_WORK TASK_.
Return the following from the records below: each line, word for word, starting with the line that contains "Locate the white cloud" and going on through the line that contains "Locate the slender", with nothing outside that range.

=-=-=-=-=

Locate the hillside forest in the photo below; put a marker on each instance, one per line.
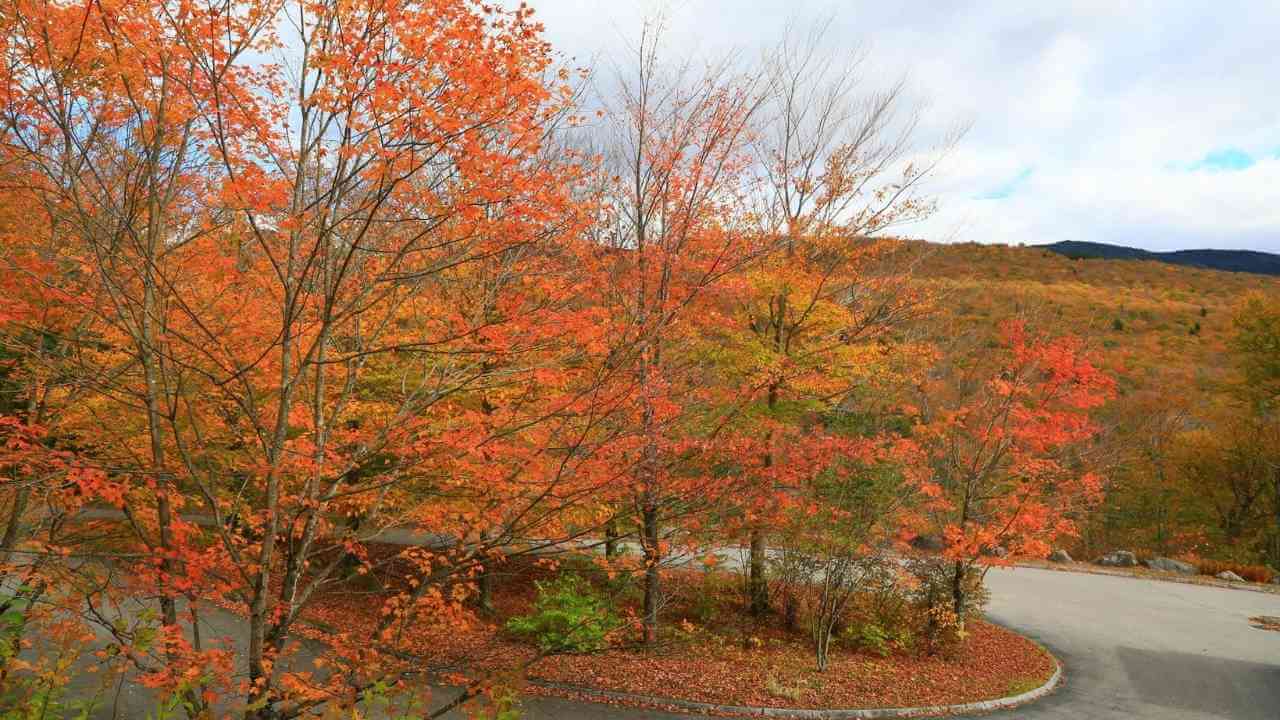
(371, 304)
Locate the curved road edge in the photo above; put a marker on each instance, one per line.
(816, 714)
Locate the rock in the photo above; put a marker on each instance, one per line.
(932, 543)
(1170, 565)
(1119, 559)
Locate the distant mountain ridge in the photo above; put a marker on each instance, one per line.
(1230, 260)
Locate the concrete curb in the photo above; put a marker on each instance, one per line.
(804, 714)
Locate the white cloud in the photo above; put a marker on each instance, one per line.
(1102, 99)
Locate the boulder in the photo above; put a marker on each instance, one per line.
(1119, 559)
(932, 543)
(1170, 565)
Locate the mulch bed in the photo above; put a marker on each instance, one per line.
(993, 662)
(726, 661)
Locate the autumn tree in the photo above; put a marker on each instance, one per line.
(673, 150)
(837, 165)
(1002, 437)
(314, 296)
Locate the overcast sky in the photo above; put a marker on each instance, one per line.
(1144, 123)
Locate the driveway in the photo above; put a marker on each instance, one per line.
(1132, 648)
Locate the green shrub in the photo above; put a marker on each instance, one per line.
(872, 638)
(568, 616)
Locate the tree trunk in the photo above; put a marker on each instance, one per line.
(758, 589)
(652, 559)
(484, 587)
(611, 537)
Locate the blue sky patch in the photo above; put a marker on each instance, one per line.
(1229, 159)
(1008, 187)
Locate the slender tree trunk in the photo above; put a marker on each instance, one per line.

=-=-=-=-=

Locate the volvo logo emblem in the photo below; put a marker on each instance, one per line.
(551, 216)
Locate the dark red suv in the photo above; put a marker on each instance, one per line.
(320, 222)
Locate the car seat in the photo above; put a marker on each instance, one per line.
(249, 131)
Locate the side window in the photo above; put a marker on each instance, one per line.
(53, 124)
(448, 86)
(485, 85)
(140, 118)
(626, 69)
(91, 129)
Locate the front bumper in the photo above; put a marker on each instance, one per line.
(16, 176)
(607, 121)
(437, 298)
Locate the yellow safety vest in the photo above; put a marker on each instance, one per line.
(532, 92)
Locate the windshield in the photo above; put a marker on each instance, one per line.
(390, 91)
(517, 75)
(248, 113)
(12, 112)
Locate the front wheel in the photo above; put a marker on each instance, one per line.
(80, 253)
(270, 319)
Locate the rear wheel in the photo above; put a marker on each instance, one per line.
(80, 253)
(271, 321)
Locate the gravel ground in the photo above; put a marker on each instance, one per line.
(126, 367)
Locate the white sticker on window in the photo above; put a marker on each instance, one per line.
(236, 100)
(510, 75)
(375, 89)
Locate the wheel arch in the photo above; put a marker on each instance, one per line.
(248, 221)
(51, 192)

=-=-=-=-=

_YOUR SOLUTION_.
Locate the white cloud in the photo above; put a marker on each instance, one per line.
(1102, 99)
Locate the boulder in the photo above; put a marker on each instance, one per line.
(1119, 559)
(932, 543)
(1170, 565)
Locate the mulch bed in the photo above; put a marker on each instance, one per line.
(993, 662)
(726, 661)
Locate the autumn tree in the photo above; put a marker on each instance, one per line.
(673, 150)
(837, 165)
(1002, 437)
(314, 296)
Locate the overcast sky in the photo above; put a marker on each instance, one per line.
(1144, 123)
Locate the driveway in the photo above; put a marker on each instance, one per line.
(1132, 648)
Locate the green shrub in the photo above; put a marker on each instance, one per line.
(872, 638)
(568, 616)
Locate the tree trunk in the photo above; put a marker on each instance, one per line.
(758, 589)
(652, 559)
(484, 587)
(611, 537)
Locate the blue sky patch in the photo above; put a marker on each instance, one per line.
(1229, 159)
(1008, 187)
Locate the slender tree trunk in the photo above; put a marker on each instance, one per line.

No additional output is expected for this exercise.